### WORK TO COMPLETE
Resume the review excerpt on the ATM and NF-kappaB link in tumor radiosensitization, writing on from the point where it stops.

### EXERCISE PASSAGE

---

ATM-NF-kappaB connection as a target for tumor radiosensitization

Abstract

Ionizing radiation (IR) plays a key role in both areas of carcinogenesis and anticancer radiotherapy. The ATM (ataxia-telangiectasia mutated) protein, a sensor to IR and other DNA-damaging agents, activates a wide variety of effectors involved in multiple signaling pathways, cell cycle checkpoints, DNA repair and apoptosis. Accumulated evidence also indicates that the transcription factor NF-kappaB (nuclear factor-kappaB) plays a critical role in cellular protection against a variety of genotoxic agents including IR, and inhibition of NF-kappaB leads to radiosensitization in radioresistant cancer cells. NF-kappaB was found to be defective in cells from patients with A-T (ataxia-telangiectasia) who are highly sensitive to DNA damage induced by IR and UV lights. Cells derived from A-T individuals are hypersensitive to killing by IR. Both ATM and NF-kappaB deficiencies result in increased sensitivity to DNA double strand breaks. Therefore, identification of the molecular linkage between the kinase ATM and NF-kappaB signaling in tumor response to therapeutic IR will lead to a better understanding of cellular response to IR, and will promise novel molecular targets for therapy-associated tumor resistance. This review article focuses on recent findings related to the relationship between ATM and NF-kappaB in response to IR. Also, the association of ATM with the NF-kappaB subunit p65 in adaptive radiation response, recently observed in our lab, is also discussed.

Fig. 1

Cell extracts of MCF-7, MCF+FIR C6, and ATM-deficient GM05849 fibroblasts (as a negative control) were immunoprecipitated with an anti-ATM antibody and then blotted with p65, p50 or ATM antibody. For another negative control (Neg. control), immunoprecipitation (IP) and immunoblotting (IB) were performed without cell extracts [113].

---

### STUDY MATERIAL
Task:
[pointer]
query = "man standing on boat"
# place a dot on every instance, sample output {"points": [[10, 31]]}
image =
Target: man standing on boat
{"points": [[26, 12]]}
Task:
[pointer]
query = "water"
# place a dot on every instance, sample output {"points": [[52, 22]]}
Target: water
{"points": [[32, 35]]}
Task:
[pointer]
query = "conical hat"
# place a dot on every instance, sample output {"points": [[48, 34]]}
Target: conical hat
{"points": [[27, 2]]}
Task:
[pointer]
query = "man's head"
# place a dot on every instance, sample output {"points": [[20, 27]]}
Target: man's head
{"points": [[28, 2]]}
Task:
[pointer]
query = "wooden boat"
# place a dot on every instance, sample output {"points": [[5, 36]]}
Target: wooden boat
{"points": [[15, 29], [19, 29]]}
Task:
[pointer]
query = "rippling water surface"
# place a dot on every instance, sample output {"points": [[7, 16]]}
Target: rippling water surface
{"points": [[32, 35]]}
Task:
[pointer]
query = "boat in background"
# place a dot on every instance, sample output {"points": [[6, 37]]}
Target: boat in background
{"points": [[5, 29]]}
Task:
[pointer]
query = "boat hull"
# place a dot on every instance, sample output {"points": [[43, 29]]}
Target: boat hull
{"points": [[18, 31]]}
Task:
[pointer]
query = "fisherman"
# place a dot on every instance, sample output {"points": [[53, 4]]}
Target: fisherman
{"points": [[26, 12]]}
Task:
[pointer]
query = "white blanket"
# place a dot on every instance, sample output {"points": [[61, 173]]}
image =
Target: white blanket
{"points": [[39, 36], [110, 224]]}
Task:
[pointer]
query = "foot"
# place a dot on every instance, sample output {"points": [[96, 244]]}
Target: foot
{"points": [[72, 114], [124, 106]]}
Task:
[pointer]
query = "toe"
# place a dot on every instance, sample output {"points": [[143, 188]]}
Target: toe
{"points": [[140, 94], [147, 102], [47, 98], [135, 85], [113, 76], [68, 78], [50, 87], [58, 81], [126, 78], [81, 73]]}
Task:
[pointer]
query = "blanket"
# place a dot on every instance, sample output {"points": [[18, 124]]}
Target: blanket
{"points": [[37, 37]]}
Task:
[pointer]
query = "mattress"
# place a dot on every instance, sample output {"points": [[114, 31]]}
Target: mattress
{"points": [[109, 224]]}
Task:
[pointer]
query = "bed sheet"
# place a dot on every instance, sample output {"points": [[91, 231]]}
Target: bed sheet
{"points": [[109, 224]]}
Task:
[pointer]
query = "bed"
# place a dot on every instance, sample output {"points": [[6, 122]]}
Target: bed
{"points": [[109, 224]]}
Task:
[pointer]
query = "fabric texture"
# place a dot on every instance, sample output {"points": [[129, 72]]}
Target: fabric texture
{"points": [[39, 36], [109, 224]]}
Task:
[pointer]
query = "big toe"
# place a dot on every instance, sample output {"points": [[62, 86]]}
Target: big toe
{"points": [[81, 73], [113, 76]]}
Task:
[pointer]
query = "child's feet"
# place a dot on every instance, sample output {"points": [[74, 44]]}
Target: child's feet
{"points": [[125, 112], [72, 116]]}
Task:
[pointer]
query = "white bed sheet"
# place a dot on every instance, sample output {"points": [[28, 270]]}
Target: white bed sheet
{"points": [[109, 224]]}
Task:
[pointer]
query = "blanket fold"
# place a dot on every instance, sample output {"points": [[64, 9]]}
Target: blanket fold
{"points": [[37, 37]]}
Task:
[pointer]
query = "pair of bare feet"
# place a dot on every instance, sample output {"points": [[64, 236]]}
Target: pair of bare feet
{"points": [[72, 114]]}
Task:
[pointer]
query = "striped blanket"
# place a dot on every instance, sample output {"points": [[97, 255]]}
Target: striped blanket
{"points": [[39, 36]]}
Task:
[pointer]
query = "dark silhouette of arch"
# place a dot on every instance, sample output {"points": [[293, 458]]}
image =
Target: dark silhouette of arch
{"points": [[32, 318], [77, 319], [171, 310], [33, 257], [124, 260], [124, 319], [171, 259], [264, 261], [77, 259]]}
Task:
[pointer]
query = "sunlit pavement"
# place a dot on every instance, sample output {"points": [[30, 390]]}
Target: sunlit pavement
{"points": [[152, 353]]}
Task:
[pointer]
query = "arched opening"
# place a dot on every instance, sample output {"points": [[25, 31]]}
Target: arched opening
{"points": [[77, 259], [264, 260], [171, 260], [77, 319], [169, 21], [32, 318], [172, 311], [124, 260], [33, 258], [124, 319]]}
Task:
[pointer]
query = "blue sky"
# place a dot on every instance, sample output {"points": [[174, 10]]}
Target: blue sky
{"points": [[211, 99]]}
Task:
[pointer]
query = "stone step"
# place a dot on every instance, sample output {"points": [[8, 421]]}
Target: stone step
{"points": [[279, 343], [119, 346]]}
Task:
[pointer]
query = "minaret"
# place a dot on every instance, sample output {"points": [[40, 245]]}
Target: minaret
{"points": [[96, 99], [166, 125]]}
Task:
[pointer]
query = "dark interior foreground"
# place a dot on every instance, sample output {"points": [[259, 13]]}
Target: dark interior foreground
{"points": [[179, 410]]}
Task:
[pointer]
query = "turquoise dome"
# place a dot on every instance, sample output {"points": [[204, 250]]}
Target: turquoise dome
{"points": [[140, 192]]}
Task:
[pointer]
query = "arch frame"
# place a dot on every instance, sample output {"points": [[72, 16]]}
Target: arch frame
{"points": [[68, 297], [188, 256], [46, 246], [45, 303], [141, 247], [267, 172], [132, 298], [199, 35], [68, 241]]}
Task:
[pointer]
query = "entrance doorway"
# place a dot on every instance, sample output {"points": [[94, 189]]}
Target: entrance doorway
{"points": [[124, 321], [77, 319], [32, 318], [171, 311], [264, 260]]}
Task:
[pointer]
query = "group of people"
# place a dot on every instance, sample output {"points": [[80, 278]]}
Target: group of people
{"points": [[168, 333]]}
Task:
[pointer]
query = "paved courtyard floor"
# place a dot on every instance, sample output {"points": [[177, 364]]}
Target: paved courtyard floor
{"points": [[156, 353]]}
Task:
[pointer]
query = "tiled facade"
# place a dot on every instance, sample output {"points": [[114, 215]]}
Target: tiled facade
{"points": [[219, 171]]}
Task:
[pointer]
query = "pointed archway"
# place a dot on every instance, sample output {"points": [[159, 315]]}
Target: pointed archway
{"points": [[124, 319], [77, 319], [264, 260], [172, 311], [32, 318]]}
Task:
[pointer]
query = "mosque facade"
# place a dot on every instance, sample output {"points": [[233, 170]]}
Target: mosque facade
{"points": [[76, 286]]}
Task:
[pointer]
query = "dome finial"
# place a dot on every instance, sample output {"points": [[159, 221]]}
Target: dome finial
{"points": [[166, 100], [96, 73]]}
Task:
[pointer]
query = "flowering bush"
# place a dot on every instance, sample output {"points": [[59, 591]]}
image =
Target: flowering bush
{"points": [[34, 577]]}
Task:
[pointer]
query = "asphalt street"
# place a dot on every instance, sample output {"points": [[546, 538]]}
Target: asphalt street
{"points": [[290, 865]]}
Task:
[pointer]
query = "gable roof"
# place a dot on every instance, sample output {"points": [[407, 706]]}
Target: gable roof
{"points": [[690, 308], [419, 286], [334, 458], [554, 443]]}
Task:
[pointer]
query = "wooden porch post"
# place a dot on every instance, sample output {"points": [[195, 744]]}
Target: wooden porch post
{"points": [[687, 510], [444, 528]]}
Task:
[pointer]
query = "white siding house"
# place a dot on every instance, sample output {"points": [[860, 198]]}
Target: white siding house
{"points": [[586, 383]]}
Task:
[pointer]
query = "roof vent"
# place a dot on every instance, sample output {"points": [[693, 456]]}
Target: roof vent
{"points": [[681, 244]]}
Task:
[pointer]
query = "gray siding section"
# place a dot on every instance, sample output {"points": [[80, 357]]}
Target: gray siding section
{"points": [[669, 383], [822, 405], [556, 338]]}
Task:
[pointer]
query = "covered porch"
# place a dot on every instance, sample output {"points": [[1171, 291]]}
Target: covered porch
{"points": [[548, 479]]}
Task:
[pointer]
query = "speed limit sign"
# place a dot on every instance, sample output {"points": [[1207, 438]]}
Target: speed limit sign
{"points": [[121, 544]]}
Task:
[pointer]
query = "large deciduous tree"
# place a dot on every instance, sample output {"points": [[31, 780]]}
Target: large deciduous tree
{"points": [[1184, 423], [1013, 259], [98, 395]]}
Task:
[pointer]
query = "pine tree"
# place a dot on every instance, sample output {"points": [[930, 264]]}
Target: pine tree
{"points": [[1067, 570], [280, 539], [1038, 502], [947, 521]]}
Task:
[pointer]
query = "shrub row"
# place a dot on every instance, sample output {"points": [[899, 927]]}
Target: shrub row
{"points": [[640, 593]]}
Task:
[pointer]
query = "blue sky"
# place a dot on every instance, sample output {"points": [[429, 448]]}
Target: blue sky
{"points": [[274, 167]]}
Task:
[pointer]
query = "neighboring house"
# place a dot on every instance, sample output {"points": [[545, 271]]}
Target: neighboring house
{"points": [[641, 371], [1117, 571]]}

---

### TASK RESPONSE
Scheme 1

Schematic presentation of the ATM-NF-κB connection in adaptive radioresistance. In chronic response (cells with pre-irradiation), ATM interacts directly with NF-κB subunits p65 and p50, resulting in the induction of both activity and expression of NF-κB. This event causes the interaction of p65 with MEK/ERK, resulting MEK/ERK inhibition. Therefore, ATM-mediated negative regulation of NF-κB on MEK/ERK pathway may cause increased cell survival under the genotoxic conditions of a long-term therapeutic irradiation.

Scheme 2

ATM-NF-κB-regulated signaling network causing the adaptive resistance to IR in normal human skin epithelial HK18 cells. Low level radiation induces ATM-NF-κB p65 interaction through NF-κB activation by an ATM-dependent fashion (ATM/unknown kinase/MEK/ERK pathway). These events result in up-regulation of 14-3-3s and cyclins, and a reduction of 14-3-3ζ-cyclin D1 complex. Overall, these results demonstrate a novel molecular events of adaptive radioresistance involving ATM-NF-κB connection in human keratinocytes.